| Texto fornecido |
########

A Tuna Macaense, grupo fundado em 1935 por José dos Santos Ferreira, Adé, poeta de Macau e grande defensor do patuá macaense, língua crioula da região que inclui termos portugueses, chineses e indianos, continua a ser um dos arautos da identidade cultural macaense.
Tunas houve muitas, entre os anos 30 e fins de 40, já que nem o período da guerra tirou aos macaenses o gosto pelo convívio e pela folia. Escreve Henrique Senna Fernandes em 1992, talvez o escritor que melhor retrata Macau.
As “tunas” ou grupos de músicos esfalfavam-se nos bandolins, nas violas e violinos, nos eukaliles e outros instrumentos, em marchas e valsas, entre risadas e brincadeiras carnavalescas. Antes de chegarem à casa que iam “assaltar”, percorriam as ruas tortuosas e estreitas da velha “cidade crista”, passando obrigatoriamente pela Praia Grande, com dezenas de mascarados atrás, em cauda, desfolhando brejeirices, com grande espanto de circunspectos chineses que não tomavam parte e, no íntimo censuravam aquele cortejo de loucos, próprio da “gente bárbara”.
O tempo foi passando, Macau esteve ocupada pelos japoneses durante a guerra, nos anos 60 e 70 os jovens começam a ser atraídos pelos sons modernos do Rock, mas em 1990 a Tuna ganha nova vida com a entrada de Filomeno Jorge, que os amigos alcunharam de Russo, adaptando o som do grupo às alterações históricas que foram acontecendo até 1999, com a transferência de soberania de Macau para China.
Se antes da transferência a actividade da Tuna era limitada a convites pontuais feitos por parte do então governo luso, com a entrada do novo século a Tuna assumiu como missão divulgar e preservar as tradições da comunidade macaense. Se no passado tocavam essencialmente temas instrumentais que misturavam os sons de bandolins, violas e cavaquinhos, actualmente acresce à sonoridade uma preocupação com a composição das letras, essencialmente em Patuá mas também em Cantonês e mesmo Mandarim, o que foi de encontro aos desejos do público.
É um “cantar Macau”, em que as palavras e as sonoridades pretendem transportar para os palcos as ruas de Macau, as suas pessoas, o património e a história da terra de modo a conservar as memórias. Russo e seu irmão Victor Jorge receberam por sangue a musicalidade de Camilo Pessanha (no poema “Chorai Arcadas” sugere-se a vibração das cordas do violoncelo…) e absorveram o amor à tradição macaense de Adé (“Poema na língu maquista”).

########

| Dados brutos |
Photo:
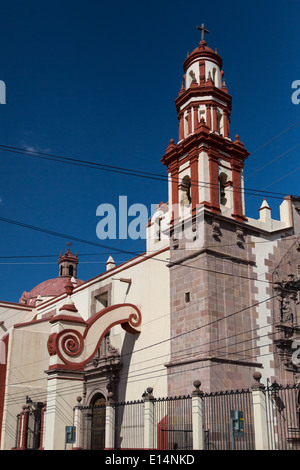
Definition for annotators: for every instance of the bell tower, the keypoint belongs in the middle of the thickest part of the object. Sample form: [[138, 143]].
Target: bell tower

########

| Tarefas a realizar |
(1) De acordo com o texto sobre a Tuna Macaense, por que razão houve muitas tunas entre os anos 30 e o fim dos anos 40? Responda em uma ou duas frases.
(2) Enumere todos os instrumentos musicais nomeados no texto sobre a Tuna Macaense como tocados pelas tunas ou pela Tuna.
(3) Resuma o texto sobre a Tuna Macaense em duas frases.

| Respostas esperadas |
(1) Houve muitas tunas nesse período porque nem a guerra tirou aos macaenses o gosto pelo convívio e pela folia.

(2) Bandolins, violas, violinos, eukaliles e cavaquinhos.

(3) Fundada em 1935 por Adé, poeta e defensor do patuá, a Tuna Macaense continua a ser um dos arautos da identidade cultural macaense e ganhou nova vida em 1990 com a entrada de Filomeno Jorge, o Russo. Com o novo século, assumiu a missão de divulgar e preservar as tradições da comunidade macaense, juntando aos sons dos instrumentos letras sobretudo em patuá, mas também em cantonês e mandarim, num "cantar Macau" que procura conservar as memórias da terra.